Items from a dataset
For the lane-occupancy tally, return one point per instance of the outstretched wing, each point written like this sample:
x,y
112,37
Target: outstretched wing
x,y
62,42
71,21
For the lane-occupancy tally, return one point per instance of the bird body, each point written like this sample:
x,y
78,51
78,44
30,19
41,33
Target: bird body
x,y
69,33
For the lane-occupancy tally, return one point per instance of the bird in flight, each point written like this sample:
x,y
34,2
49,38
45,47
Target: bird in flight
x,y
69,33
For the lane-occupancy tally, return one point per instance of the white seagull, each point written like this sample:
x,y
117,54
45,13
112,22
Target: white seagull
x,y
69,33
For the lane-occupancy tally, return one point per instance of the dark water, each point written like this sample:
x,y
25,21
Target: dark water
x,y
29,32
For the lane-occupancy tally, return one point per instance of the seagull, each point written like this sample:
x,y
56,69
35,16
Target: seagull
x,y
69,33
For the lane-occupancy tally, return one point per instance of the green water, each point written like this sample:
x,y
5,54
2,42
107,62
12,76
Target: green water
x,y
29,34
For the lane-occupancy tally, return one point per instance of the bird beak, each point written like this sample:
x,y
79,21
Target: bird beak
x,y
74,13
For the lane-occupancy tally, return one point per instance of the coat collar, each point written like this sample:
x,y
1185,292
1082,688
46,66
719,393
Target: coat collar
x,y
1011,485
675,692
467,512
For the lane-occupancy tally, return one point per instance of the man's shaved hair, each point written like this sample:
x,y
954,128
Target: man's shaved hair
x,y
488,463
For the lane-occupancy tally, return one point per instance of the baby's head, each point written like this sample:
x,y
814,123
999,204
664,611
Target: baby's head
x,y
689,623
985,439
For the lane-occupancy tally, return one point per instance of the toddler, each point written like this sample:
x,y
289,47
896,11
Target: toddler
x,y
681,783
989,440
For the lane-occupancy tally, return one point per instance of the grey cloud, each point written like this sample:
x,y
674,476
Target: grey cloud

**EXERCISE TASK:**
Please put the entries above into a numbered list, starting at the line that contains "of the man's" and ending at the last line of the entries. Leave out any blank lines.

**TASK SOLUTION:**
1. For the lane-occupancy tally, return one point per instance of the man's shaved hair, each point written like this sample:
2. x,y
3. 954,128
4. Target: man's shaved hair
5. x,y
6. 488,463
7. For the lane-occupancy tally, return one point per instance of the baby's head, each point written like this sample:
8. x,y
9. 814,123
10. 999,204
11. 664,611
12. Target: baby's head
13. x,y
14. 689,623
15. 985,439
16. For the lane-occupancy tally, return one point per instance of the toddler, each point written like this sample:
17. x,y
18. 289,47
19. 896,11
20. Target: toddler
21. x,y
22. 681,783
23. 989,440
24. For the lane-occupancy tally, return one point per instance of the grey cloud, each point written like this sample:
25. x,y
26. 674,476
27. Target: grey cloud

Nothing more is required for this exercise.